Extracted entries ▸
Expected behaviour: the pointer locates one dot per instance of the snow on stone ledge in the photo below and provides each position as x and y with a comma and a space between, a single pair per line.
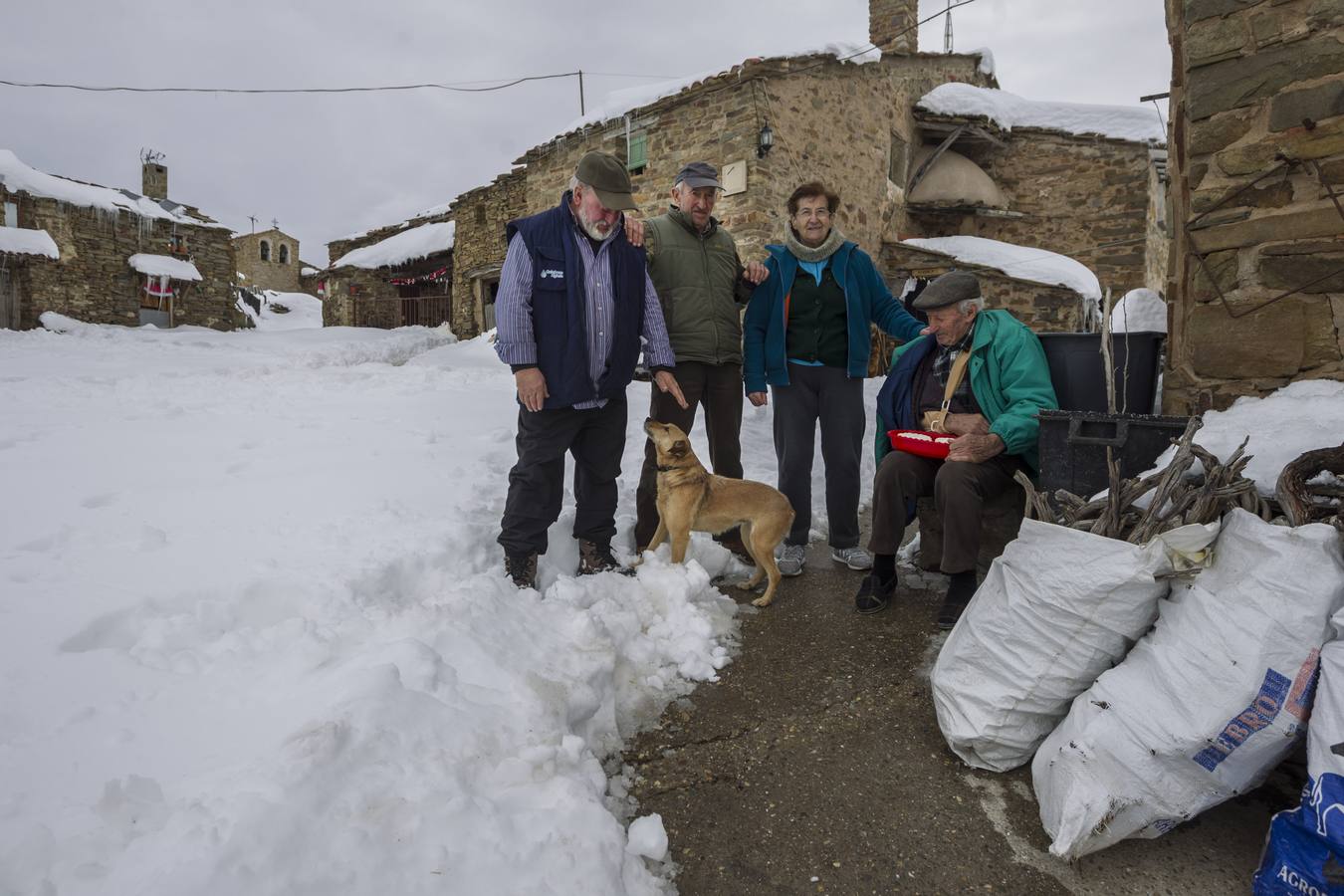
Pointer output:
27, 242
164, 266
402, 247
18, 176
1008, 112
1140, 311
618, 103
1037, 265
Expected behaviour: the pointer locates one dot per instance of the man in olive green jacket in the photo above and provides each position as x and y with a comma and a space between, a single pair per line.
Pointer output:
702, 285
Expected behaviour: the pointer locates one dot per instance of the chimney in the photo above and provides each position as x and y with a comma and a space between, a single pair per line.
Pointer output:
153, 180
891, 24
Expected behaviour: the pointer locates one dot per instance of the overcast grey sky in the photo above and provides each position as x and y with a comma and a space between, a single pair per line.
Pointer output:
327, 165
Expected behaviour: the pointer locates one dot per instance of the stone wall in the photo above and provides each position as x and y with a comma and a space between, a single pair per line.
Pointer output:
1043, 308
479, 247
830, 121
1081, 196
1159, 230
361, 297
1256, 134
95, 283
273, 273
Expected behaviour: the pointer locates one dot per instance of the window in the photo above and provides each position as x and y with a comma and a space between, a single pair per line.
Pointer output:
897, 160
637, 153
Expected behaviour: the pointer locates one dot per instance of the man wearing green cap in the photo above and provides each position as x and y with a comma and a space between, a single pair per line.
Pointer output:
574, 303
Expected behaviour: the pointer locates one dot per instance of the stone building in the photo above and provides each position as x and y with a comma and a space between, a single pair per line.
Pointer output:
119, 257
268, 260
863, 125
395, 276
1256, 164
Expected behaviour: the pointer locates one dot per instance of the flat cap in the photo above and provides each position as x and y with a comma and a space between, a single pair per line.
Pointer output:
949, 289
698, 173
606, 175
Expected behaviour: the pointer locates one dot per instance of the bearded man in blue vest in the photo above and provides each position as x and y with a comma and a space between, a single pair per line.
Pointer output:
574, 303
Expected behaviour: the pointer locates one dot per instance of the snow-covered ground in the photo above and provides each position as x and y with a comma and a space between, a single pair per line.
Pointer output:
300, 311
256, 638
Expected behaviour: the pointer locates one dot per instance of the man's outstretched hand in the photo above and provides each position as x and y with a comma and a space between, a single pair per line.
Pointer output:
667, 383
975, 448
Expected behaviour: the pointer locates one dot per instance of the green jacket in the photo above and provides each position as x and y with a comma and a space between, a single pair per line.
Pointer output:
699, 283
1008, 375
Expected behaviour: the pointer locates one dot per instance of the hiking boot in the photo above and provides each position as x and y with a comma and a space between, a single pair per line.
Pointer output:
874, 594
855, 558
733, 542
960, 590
597, 558
521, 568
791, 559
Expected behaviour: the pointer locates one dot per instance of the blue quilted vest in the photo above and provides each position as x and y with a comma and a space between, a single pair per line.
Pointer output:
560, 320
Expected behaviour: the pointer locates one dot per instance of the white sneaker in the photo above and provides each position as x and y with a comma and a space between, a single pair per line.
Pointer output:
853, 558
791, 559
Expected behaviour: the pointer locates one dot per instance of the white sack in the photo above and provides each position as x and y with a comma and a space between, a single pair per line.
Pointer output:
1207, 703
1058, 607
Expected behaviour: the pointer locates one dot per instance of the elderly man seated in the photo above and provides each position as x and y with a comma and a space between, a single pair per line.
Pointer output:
982, 376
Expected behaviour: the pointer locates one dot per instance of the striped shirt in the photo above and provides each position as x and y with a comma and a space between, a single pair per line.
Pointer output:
515, 342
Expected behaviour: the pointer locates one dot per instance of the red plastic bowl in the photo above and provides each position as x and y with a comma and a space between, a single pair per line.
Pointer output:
920, 442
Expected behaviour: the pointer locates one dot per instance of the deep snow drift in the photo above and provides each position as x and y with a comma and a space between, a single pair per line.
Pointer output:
254, 634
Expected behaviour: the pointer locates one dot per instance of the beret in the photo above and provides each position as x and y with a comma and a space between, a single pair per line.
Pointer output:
949, 289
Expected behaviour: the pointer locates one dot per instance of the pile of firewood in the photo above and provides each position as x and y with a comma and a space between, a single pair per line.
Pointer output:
1175, 499
1306, 496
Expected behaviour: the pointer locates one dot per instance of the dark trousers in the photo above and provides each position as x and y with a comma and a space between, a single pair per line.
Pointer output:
960, 491
829, 396
718, 387
595, 438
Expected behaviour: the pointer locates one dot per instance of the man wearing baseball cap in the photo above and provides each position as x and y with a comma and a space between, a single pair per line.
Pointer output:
574, 301
702, 285
980, 375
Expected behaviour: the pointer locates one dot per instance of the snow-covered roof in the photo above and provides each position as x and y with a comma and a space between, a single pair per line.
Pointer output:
27, 242
164, 266
1008, 111
1020, 262
618, 103
18, 176
400, 247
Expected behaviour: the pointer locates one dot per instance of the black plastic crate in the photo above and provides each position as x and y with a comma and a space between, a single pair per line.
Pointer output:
1072, 446
1075, 368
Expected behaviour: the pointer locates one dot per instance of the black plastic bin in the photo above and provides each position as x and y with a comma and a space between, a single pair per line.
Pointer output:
1072, 446
1075, 368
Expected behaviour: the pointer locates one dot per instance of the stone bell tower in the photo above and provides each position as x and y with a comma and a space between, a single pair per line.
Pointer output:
891, 24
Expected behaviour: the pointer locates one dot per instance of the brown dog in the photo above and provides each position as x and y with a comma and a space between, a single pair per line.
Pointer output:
694, 500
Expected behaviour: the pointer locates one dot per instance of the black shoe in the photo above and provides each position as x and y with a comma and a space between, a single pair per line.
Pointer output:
960, 590
597, 558
874, 594
521, 568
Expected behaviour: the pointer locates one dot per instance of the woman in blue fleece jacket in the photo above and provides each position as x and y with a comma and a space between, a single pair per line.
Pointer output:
806, 336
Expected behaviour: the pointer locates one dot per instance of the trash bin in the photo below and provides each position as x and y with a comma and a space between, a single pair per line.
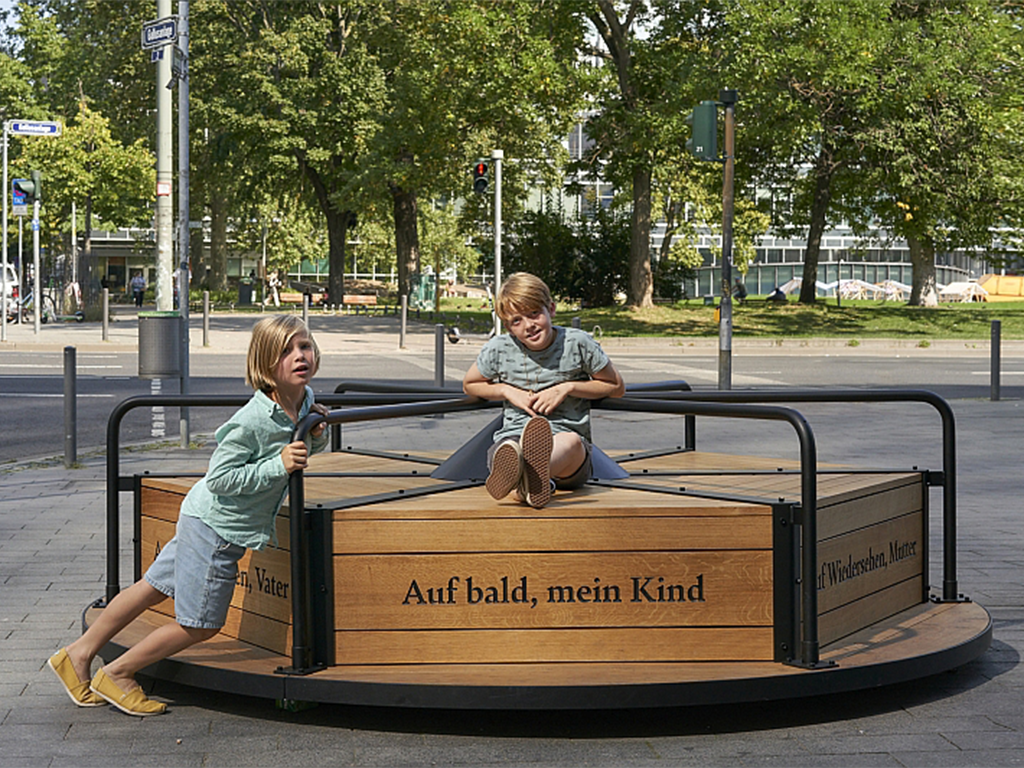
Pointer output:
159, 345
423, 291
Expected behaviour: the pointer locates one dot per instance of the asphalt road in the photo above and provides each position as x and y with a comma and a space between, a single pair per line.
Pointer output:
32, 385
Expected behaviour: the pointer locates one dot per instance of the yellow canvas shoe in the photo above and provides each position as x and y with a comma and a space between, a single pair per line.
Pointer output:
132, 702
76, 688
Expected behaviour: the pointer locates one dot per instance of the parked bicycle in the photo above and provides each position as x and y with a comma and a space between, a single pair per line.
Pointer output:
26, 306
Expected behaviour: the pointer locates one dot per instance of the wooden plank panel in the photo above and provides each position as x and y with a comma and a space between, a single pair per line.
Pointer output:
697, 460
344, 462
494, 590
516, 646
832, 488
841, 518
174, 484
590, 501
330, 489
866, 561
511, 535
869, 609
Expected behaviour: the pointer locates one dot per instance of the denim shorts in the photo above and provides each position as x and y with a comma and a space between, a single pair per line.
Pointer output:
199, 569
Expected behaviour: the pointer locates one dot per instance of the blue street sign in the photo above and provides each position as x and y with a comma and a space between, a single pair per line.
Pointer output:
160, 32
34, 128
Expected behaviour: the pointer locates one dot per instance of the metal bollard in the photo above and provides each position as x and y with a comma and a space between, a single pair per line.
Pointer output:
439, 355
994, 358
206, 318
107, 314
404, 322
71, 408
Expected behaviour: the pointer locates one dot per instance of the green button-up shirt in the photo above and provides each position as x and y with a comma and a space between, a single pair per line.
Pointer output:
247, 482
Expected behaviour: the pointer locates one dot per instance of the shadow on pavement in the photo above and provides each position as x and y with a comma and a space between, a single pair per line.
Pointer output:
719, 719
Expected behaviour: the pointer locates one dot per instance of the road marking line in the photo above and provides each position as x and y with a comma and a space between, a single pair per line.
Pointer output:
30, 394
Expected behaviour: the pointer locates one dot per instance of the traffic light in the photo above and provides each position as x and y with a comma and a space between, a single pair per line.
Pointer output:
480, 176
704, 121
31, 188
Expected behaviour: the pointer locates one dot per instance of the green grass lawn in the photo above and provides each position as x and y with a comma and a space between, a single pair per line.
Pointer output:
854, 320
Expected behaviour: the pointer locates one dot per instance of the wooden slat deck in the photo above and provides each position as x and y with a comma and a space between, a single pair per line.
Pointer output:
729, 511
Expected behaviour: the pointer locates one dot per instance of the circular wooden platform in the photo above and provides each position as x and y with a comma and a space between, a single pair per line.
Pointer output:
392, 522
921, 642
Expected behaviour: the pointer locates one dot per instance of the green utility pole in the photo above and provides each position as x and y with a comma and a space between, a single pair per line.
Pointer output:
704, 145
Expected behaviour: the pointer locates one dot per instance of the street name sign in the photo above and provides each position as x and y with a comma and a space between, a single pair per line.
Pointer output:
160, 32
34, 128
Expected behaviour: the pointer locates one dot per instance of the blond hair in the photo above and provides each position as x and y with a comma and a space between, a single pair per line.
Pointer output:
270, 338
521, 293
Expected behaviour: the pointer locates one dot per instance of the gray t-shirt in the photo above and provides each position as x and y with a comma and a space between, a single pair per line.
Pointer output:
572, 355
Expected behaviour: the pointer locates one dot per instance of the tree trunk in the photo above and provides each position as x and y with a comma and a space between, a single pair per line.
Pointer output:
641, 289
407, 236
819, 215
218, 242
88, 281
672, 211
923, 291
337, 232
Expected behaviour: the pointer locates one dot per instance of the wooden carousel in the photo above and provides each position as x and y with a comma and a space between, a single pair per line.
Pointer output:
676, 577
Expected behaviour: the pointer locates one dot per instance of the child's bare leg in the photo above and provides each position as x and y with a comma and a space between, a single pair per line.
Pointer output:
164, 642
124, 608
566, 455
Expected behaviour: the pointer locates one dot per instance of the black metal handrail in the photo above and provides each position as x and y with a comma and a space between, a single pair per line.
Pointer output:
114, 479
809, 647
401, 402
950, 591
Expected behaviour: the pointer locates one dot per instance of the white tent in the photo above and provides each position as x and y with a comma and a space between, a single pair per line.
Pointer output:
858, 289
963, 292
894, 290
794, 285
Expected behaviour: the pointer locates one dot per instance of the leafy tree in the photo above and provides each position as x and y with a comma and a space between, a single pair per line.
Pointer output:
586, 259
461, 78
86, 165
942, 164
653, 53
808, 70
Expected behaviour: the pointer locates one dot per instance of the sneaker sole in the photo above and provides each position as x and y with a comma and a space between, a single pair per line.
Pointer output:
537, 444
505, 472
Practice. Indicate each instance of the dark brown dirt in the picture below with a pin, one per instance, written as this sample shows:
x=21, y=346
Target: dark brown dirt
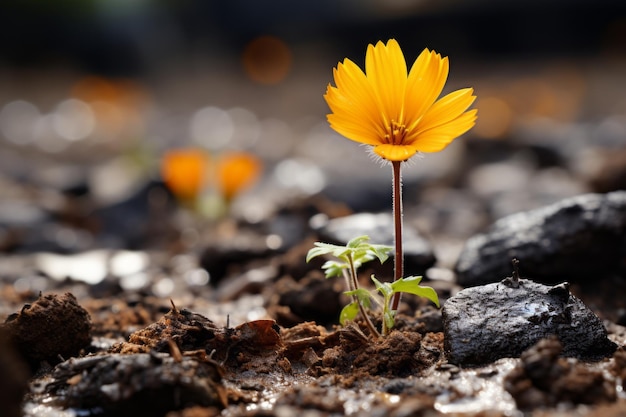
x=51, y=329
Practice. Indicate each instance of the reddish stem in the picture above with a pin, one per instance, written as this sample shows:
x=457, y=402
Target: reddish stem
x=397, y=219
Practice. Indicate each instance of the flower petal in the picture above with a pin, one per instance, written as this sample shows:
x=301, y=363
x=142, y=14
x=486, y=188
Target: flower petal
x=386, y=71
x=447, y=108
x=353, y=130
x=395, y=152
x=438, y=137
x=426, y=79
x=353, y=102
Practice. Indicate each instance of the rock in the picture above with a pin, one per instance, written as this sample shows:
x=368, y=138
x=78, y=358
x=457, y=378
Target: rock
x=486, y=323
x=50, y=329
x=544, y=379
x=139, y=384
x=418, y=253
x=13, y=378
x=575, y=239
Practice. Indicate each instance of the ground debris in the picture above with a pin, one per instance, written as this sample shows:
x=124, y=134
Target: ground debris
x=137, y=384
x=544, y=379
x=50, y=329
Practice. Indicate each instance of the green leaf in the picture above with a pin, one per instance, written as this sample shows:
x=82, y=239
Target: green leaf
x=389, y=317
x=334, y=268
x=381, y=252
x=384, y=288
x=411, y=285
x=357, y=241
x=362, y=295
x=348, y=313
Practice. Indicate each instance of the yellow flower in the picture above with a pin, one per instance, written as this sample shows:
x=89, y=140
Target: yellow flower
x=395, y=112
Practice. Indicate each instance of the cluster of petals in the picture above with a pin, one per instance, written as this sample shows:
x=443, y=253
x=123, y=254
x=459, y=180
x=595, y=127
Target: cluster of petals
x=397, y=111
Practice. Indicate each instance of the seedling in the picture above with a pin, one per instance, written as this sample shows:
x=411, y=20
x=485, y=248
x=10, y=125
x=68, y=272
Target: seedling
x=396, y=111
x=350, y=258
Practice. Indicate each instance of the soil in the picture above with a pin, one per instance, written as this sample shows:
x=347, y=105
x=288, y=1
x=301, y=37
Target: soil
x=262, y=353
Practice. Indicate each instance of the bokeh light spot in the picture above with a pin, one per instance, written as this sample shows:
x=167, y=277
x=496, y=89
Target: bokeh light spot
x=17, y=120
x=212, y=128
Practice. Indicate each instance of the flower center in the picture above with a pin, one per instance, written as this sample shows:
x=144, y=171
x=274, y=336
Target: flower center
x=396, y=133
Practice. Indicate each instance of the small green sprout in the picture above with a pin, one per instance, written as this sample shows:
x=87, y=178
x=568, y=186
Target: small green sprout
x=350, y=258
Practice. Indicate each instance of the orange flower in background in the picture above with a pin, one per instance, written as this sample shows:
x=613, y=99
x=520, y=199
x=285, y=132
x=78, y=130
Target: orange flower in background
x=184, y=172
x=237, y=171
x=395, y=111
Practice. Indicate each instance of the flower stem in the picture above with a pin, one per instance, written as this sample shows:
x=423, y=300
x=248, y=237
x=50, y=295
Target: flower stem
x=397, y=219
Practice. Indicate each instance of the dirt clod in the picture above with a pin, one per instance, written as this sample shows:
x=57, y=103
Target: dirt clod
x=545, y=379
x=52, y=328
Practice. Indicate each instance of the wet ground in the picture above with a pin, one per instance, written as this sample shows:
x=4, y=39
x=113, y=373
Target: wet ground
x=174, y=313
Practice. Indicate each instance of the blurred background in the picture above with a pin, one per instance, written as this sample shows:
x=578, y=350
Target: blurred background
x=95, y=95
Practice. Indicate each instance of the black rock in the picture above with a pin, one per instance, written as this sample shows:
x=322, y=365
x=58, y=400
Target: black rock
x=140, y=384
x=489, y=322
x=418, y=253
x=576, y=239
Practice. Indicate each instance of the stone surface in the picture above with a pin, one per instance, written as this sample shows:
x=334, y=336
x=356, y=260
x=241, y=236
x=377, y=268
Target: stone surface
x=418, y=253
x=576, y=239
x=139, y=384
x=486, y=323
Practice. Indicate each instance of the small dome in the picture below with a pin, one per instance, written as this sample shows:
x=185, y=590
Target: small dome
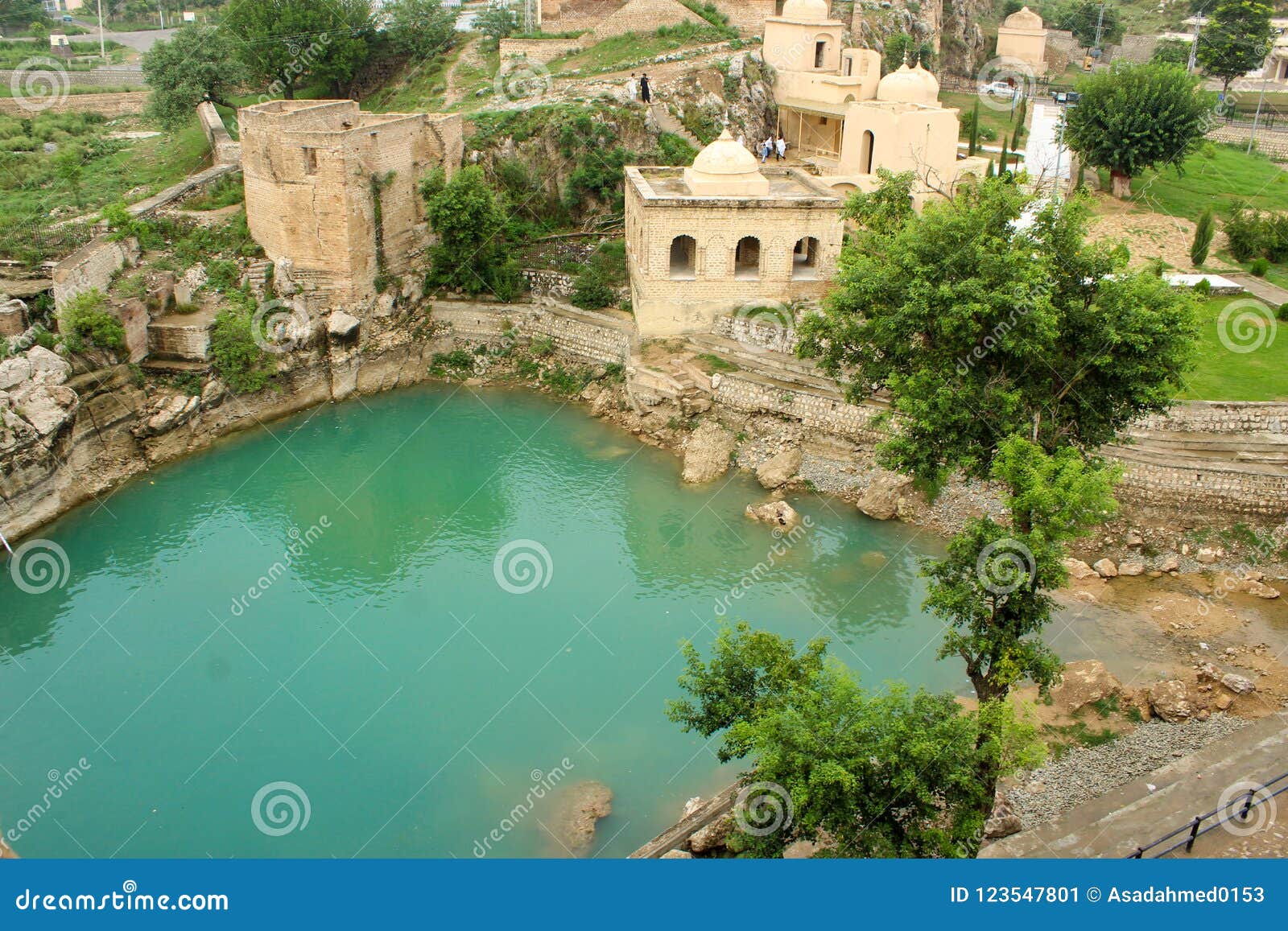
x=807, y=10
x=725, y=158
x=907, y=87
x=929, y=80
x=1024, y=19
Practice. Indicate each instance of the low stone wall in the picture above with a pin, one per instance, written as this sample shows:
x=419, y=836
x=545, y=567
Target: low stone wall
x=96, y=77
x=1220, y=416
x=109, y=105
x=813, y=410
x=92, y=267
x=225, y=150
x=1274, y=143
x=579, y=334
x=540, y=49
x=753, y=332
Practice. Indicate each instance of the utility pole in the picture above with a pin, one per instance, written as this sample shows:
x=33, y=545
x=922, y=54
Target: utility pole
x=1195, y=45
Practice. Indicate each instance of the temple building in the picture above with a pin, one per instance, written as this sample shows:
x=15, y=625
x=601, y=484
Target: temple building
x=721, y=236
x=843, y=117
x=1022, y=38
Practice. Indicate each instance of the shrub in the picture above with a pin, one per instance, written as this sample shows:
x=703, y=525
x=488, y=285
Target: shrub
x=85, y=323
x=1203, y=233
x=237, y=358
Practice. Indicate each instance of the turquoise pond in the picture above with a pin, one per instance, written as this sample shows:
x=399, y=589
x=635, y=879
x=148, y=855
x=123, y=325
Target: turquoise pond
x=393, y=673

Task prompt ▸ Each line in the material above that mentions the word "sign" must be copied.

Exercise answer ▸
Expected behaviour: the pointer locates one dot per instance of the blue street sign in the photo above and provides each position as x and y with a comma and a space between, a single pair per line.
Expected behaviour: the pointer locates one dot per instance of the street name sign in the photo above and provides each position as x and y with a comma and a space between, a single pair per line.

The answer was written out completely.